*** Given records ***
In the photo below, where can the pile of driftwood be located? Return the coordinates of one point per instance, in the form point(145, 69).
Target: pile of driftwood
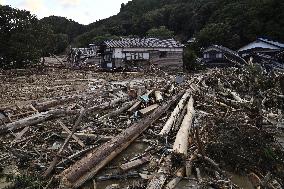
point(195, 130)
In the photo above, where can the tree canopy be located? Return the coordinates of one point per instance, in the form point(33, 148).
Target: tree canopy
point(24, 39)
point(224, 22)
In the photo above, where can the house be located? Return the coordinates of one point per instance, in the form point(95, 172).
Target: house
point(219, 56)
point(263, 46)
point(140, 51)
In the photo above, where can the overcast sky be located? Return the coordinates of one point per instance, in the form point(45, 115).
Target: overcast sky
point(82, 11)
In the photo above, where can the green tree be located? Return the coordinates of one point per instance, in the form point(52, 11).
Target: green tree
point(220, 34)
point(23, 39)
point(162, 32)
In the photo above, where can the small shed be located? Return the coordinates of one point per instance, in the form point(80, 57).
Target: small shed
point(219, 56)
point(263, 46)
point(126, 51)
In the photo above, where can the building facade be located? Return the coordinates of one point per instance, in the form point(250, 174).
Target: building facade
point(135, 51)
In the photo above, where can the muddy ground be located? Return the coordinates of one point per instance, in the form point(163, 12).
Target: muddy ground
point(238, 125)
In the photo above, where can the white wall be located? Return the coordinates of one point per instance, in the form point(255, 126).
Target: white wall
point(258, 44)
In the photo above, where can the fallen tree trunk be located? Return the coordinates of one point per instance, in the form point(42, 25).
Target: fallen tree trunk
point(135, 163)
point(179, 175)
point(158, 181)
point(44, 106)
point(167, 127)
point(125, 107)
point(88, 166)
point(181, 142)
point(36, 119)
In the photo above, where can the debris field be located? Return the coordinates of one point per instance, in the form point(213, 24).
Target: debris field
point(63, 128)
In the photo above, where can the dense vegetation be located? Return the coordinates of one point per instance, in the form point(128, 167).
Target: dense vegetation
point(231, 23)
point(24, 39)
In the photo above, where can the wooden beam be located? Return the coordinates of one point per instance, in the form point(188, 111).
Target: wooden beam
point(88, 166)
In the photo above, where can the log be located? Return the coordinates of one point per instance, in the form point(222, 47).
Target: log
point(158, 96)
point(85, 136)
point(69, 132)
point(135, 163)
point(189, 164)
point(180, 146)
point(125, 107)
point(36, 119)
point(148, 110)
point(180, 118)
point(167, 127)
point(88, 166)
point(134, 107)
point(83, 111)
point(43, 106)
point(173, 183)
point(158, 181)
point(138, 104)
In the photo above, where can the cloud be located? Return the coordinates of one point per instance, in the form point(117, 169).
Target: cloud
point(70, 3)
point(32, 5)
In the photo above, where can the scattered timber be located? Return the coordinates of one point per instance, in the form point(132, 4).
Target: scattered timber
point(148, 110)
point(135, 163)
point(88, 166)
point(167, 127)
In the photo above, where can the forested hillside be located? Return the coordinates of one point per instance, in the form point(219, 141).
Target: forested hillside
point(231, 23)
point(227, 22)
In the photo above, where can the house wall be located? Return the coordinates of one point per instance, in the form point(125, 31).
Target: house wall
point(258, 44)
point(158, 56)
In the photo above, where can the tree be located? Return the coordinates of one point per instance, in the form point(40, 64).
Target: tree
point(220, 34)
point(23, 39)
point(162, 32)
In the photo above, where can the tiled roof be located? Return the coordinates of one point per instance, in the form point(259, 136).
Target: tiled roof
point(275, 43)
point(143, 43)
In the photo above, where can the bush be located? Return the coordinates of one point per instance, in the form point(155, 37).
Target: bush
point(23, 40)
point(189, 59)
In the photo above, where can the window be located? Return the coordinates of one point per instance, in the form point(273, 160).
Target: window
point(219, 55)
point(206, 55)
point(163, 54)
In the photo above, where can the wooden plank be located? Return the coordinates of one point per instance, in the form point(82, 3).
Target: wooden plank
point(135, 163)
point(69, 132)
point(148, 109)
point(87, 167)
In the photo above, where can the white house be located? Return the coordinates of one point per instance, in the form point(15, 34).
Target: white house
point(261, 45)
point(120, 53)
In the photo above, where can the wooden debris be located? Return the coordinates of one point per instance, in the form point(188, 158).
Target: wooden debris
point(148, 110)
point(135, 163)
point(158, 96)
point(87, 167)
point(180, 146)
point(73, 136)
point(125, 107)
point(167, 127)
point(159, 179)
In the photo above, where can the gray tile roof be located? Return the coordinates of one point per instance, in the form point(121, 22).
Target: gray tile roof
***
▸ Task description: Starting with the line containing "In the photo above, where can the wooden plank" and going on through the end of the records, copy those lines again with the requests included. Multiply every coordinate in the answer points by 1.5 and round each to a whole number, with halves rounded up, but leave the requests and their sample points unchanged.

▸ Result for this exercise:
In the photo above, where can the wooden plank be located? Return the coordinates of one point per instance, in the form point(82, 3).
Target: wooden plank
point(203, 245)
point(104, 198)
point(222, 164)
point(131, 251)
In the photo above, where can the white house be located? Return the coordinates of one point per instance, in the form point(15, 34).
Target: white house
point(392, 68)
point(180, 80)
In the photo above, where can the wooden debris be located? Return the coordinates of one point per instance, in the form point(188, 158).
Target: wooden debris
point(222, 165)
point(203, 245)
point(237, 144)
point(131, 251)
point(270, 219)
point(110, 204)
point(188, 161)
point(251, 191)
point(239, 269)
In the photo above, where can the gray tile roof be located? Return the coordinates of one point per instance, in the form point(121, 22).
Target: gray tile roof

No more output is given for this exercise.